● **About this exercise**
Every line below that has "strap" in it should be copied.

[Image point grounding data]
============================================================

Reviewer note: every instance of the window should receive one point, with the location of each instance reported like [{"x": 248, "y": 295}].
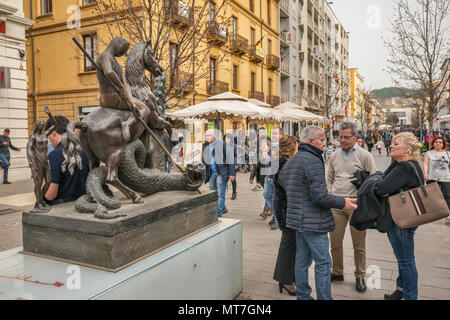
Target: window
[
  {"x": 212, "y": 70},
  {"x": 46, "y": 7},
  {"x": 234, "y": 77},
  {"x": 234, "y": 26},
  {"x": 90, "y": 45},
  {"x": 252, "y": 82},
  {"x": 212, "y": 12},
  {"x": 173, "y": 58}
]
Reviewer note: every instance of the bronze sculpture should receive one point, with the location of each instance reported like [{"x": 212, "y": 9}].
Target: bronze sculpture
[
  {"x": 110, "y": 132},
  {"x": 39, "y": 164}
]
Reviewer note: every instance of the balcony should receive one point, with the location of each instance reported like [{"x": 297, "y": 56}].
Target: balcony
[
  {"x": 256, "y": 54},
  {"x": 183, "y": 81},
  {"x": 181, "y": 14},
  {"x": 273, "y": 100},
  {"x": 238, "y": 45},
  {"x": 285, "y": 66},
  {"x": 216, "y": 87},
  {"x": 284, "y": 6},
  {"x": 272, "y": 61},
  {"x": 216, "y": 33},
  {"x": 256, "y": 95}
]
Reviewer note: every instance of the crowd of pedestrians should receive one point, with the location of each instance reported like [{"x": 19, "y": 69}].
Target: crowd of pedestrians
[{"x": 310, "y": 194}]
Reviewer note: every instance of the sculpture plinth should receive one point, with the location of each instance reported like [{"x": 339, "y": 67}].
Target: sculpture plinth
[{"x": 111, "y": 245}]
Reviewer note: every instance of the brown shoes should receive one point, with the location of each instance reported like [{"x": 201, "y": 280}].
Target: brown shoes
[{"x": 266, "y": 213}]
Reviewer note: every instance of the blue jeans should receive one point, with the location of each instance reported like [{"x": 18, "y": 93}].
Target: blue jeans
[
  {"x": 313, "y": 246},
  {"x": 5, "y": 158},
  {"x": 402, "y": 241},
  {"x": 216, "y": 182},
  {"x": 269, "y": 191}
]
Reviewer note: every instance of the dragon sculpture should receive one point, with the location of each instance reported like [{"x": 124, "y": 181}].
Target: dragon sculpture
[{"x": 140, "y": 169}]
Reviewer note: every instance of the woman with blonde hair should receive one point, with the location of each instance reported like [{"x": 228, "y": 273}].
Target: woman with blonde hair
[
  {"x": 403, "y": 174},
  {"x": 284, "y": 268}
]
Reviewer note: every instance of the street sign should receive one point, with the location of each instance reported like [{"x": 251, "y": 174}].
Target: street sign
[{"x": 5, "y": 77}]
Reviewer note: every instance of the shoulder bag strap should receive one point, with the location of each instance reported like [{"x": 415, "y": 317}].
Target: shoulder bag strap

============================================================

● **Answer box**
Reviewer note: every instance of the shoulder bag strap should receive one point, with the location of each instance reported like [{"x": 415, "y": 317}].
Target: shoulder bag strap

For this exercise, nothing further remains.